* _Document_

How can we compete with cheap fake art from overseas, Indigenous business owners ask?

‘I’ve seen these poor carvers that are trying to carry on their culture, and they’ve got to compete with something a quarter the cost that comes in from Indonesia,’ says Shain Jackson.

In a North Vancouver studio, Spirit Works employee Jordan Dubois is working on a feast table made from a 20-foot-long cedar tree. Soon, he will start shaping the table, then carving Indigenous designs into it, before a community someday gathers around it to share their stories and a good meal. Elsewhere in the studio, several other employees are working on authentic West Coast Indigenous art of their own.

It’s early April and Spirit Works is ramping up production after a brief lull, as owner Shain Jackson scares up business. Meanwhile, just a short Seabus ride away in Gastown, a Discourse investigation found three quarters of the souvenir shops in Vancouver’s tourist hotspots are busy selling inauthentic Indigenous art and gifts, produced without any collaboration with Indigenous people.

* _Written problem 1_
In the records below, copy out word for word the lines from the line with "Q: Can you identify the bounding box of the cow's eye" to the line with "[82,0,959,548]", both included.

* _Exercise data_
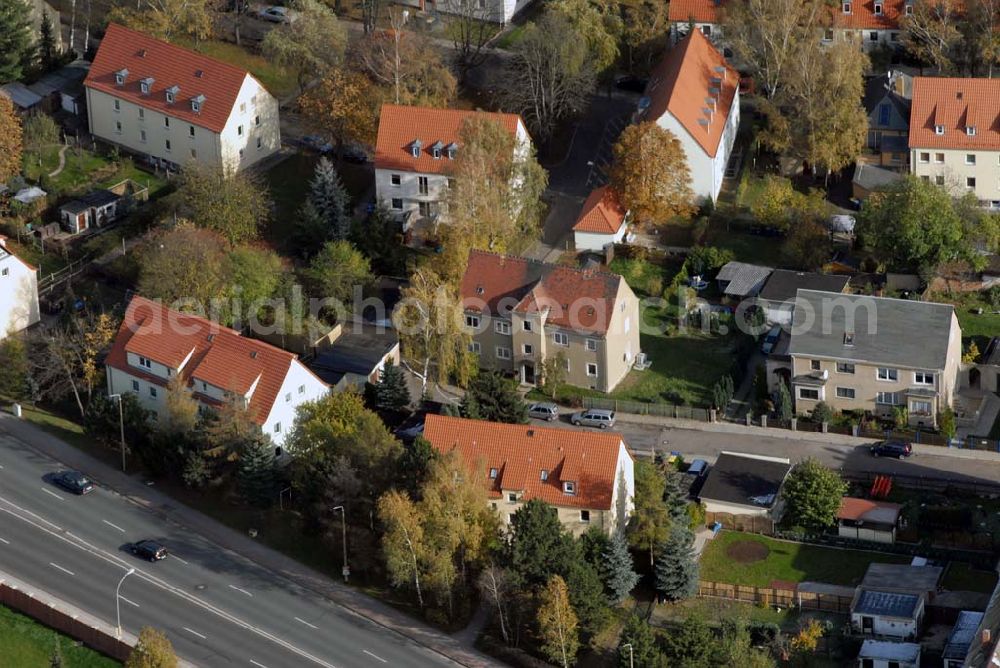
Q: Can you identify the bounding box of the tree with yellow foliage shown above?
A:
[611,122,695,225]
...
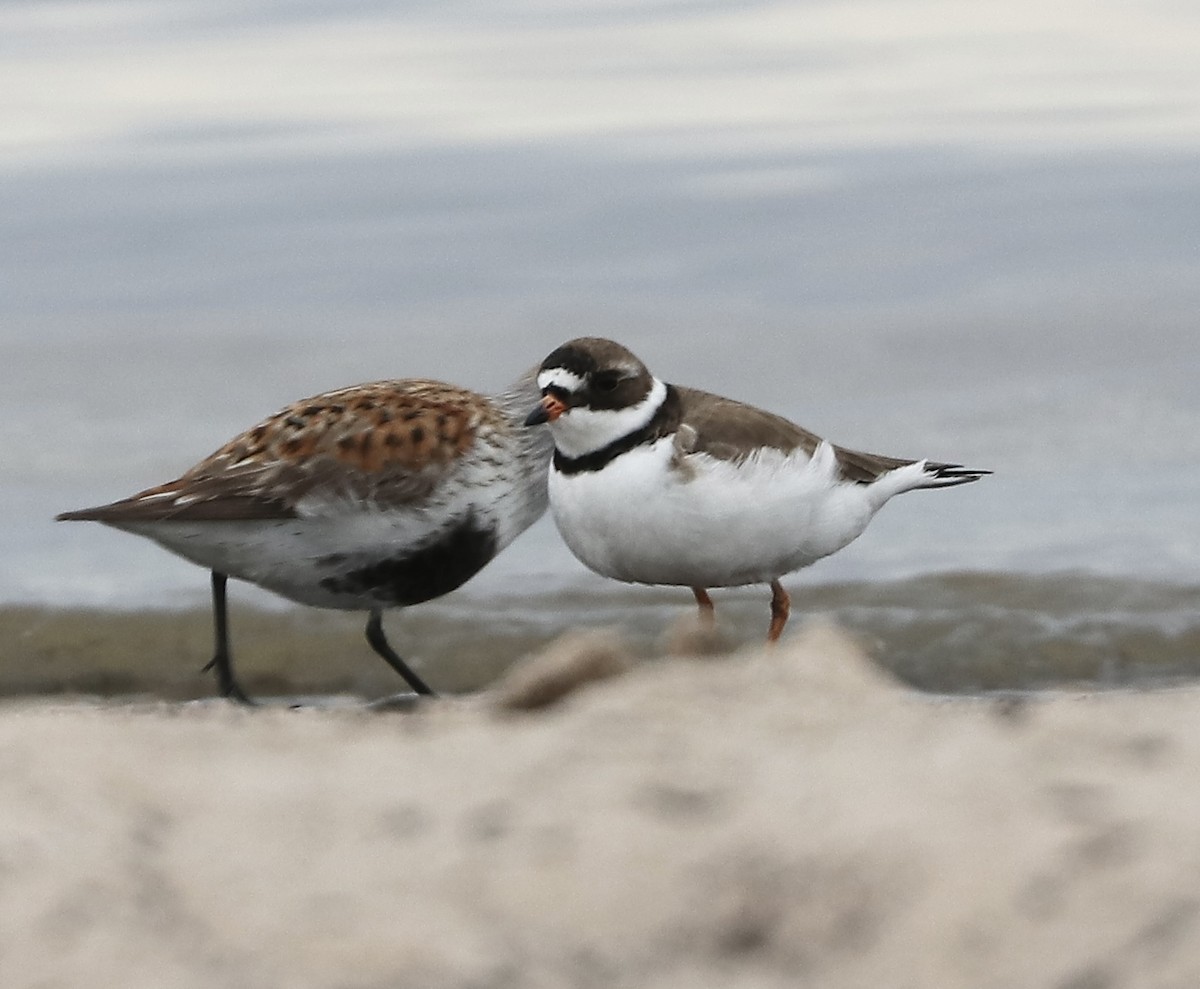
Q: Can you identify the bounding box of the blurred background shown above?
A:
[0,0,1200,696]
* * *
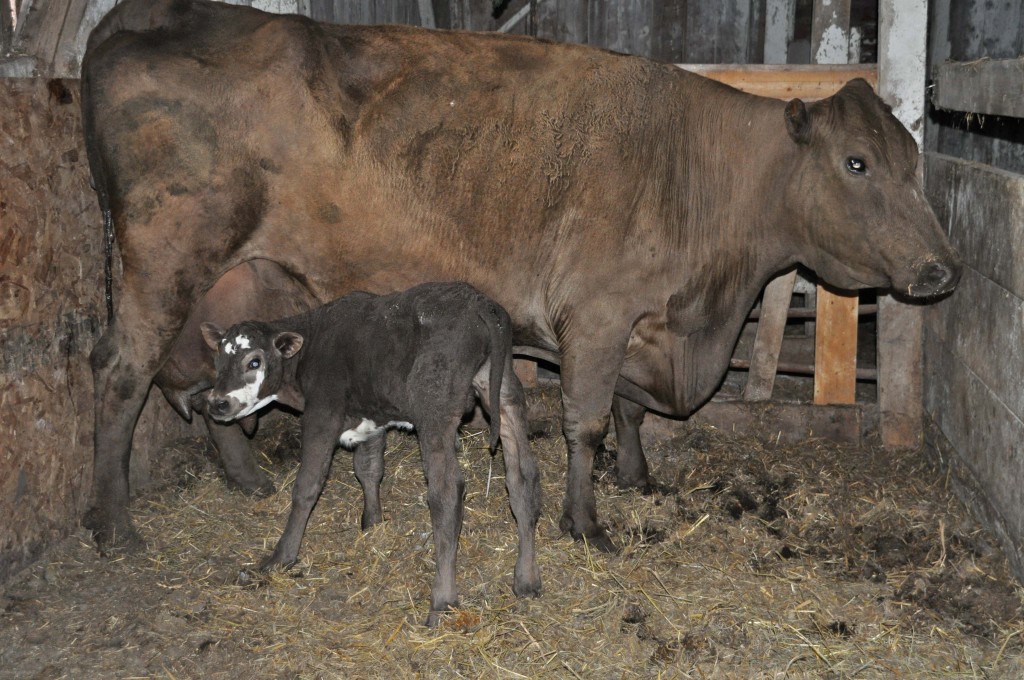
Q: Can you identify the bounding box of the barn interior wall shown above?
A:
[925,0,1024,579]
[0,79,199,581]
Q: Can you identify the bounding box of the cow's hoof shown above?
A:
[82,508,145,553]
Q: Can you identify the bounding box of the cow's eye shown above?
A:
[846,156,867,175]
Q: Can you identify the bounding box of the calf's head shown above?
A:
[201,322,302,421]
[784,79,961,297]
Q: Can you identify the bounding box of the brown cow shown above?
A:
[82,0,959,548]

* _Written problem 2_
Pick up the article on Indigenous artists competing with cheap imported fake art after its last sentence and carry it on.

* _Output 1_
Q: Can you identify the bounding box of the cow's eye shown above?
A:
[846,156,867,175]
Q: Can you identify the bounding box of the calf's head shown above?
A:
[201,322,302,421]
[784,79,961,297]
Q: Can you identify the bounding box of the brown cow shown above?
A:
[82,0,959,548]

* _Output 2_
Like a handful of other small, Indigenous-owned businesses in B.C.’s Lower Mainland, Spirit Works Limited employs Indigenous people to create authentic Indigenous arts and gifts that share their stories and world views, in accordance with Indigenous values. But Jackson says he struggles to prosper in a lucrative market saturated with knock-off Indigenous-themed merchandise produced cheaply overseas.

So what is the future of authentic, Indigenous-owned businesses making art and gifts designed by Indigenous artists in their own unceded lands?

“We pay great royalties on our designs but at the end of the day, why should we be competing with somebody on the other side of the world to make Coast Salish or Kwakwaka’wakw art or any other kind of artwork?” Jackson asks.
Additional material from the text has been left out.